Challenge: Add 111 to every coordinate in the answer boxes and write out again every line from the one containing "dark brown plumage." through the end of the material, inclusive. Leave the pictures out.

(Items from a labeling collection)
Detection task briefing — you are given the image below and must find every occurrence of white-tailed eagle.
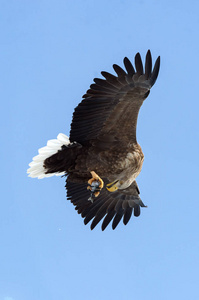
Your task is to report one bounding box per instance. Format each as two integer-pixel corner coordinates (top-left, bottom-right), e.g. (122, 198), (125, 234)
(27, 51), (160, 230)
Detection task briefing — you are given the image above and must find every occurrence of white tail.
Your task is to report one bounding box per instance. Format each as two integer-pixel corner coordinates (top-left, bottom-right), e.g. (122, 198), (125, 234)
(27, 133), (70, 179)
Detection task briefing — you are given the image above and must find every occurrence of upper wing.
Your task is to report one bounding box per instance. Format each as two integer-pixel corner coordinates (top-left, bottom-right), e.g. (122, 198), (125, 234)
(70, 50), (160, 145)
(66, 178), (145, 230)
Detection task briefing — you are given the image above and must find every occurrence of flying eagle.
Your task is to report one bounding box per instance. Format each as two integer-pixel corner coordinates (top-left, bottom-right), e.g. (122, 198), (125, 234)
(27, 50), (160, 230)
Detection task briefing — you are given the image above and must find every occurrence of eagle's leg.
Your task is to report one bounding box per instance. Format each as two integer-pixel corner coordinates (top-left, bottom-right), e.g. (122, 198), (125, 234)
(106, 180), (119, 192)
(87, 171), (104, 202)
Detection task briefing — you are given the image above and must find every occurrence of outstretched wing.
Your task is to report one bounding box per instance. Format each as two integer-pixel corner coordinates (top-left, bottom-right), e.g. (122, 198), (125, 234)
(66, 178), (145, 230)
(70, 50), (160, 147)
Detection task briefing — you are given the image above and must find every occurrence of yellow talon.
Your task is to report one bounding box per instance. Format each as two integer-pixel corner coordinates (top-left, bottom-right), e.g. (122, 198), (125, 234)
(106, 180), (119, 193)
(87, 171), (104, 198)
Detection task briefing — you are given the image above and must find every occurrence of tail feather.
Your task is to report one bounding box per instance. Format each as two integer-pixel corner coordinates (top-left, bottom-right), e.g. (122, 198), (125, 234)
(27, 133), (70, 179)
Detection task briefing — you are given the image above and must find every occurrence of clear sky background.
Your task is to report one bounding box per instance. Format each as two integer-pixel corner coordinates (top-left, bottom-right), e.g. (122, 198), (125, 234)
(0, 0), (199, 300)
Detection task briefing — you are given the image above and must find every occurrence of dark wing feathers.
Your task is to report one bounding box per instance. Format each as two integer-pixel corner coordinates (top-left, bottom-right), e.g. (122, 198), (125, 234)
(70, 51), (160, 148)
(66, 178), (145, 230)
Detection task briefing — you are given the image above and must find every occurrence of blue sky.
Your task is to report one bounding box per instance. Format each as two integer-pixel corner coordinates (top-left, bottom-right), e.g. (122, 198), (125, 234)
(0, 0), (199, 300)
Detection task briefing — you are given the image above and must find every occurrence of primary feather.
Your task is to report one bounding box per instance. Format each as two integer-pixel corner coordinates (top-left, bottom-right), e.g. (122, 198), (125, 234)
(28, 50), (160, 230)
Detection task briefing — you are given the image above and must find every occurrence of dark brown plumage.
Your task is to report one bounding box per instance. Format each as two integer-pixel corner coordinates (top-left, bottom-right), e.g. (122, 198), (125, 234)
(29, 51), (160, 230)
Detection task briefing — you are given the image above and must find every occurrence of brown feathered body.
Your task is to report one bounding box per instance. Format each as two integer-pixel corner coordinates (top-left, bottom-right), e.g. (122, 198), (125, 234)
(29, 51), (160, 230)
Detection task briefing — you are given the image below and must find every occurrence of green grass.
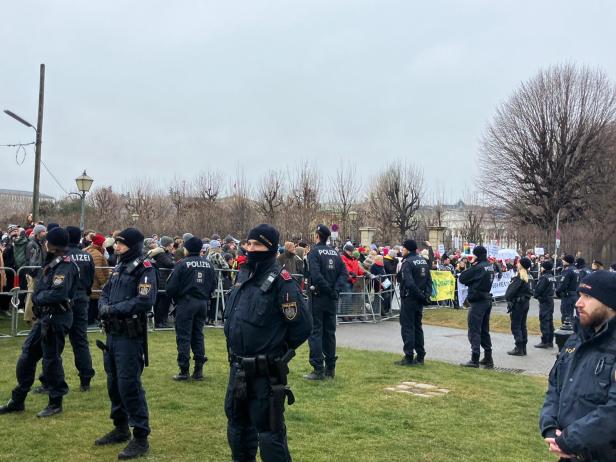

Result of the exercise:
Detection task briefing — you are given the image above and must find every occurrence of dark brown plumage.
Your task is to report one bounding box per instance. Format each as two integer-pixel corner coordinates (top-left, bottom-right), e.g. (122, 198), (125, 234)
(140, 162), (271, 341)
Detection task briefing — you are given the image above and must find every occurrence of brown feathered body.
Your task is to report one bounding box per instance. Format each as two integer-pixel corner coordinates (top-left, bottom-right), e.g. (122, 198), (125, 234)
(140, 162), (271, 341)
Detection task briefing — you are given the image below and must find every occurrence of green grass.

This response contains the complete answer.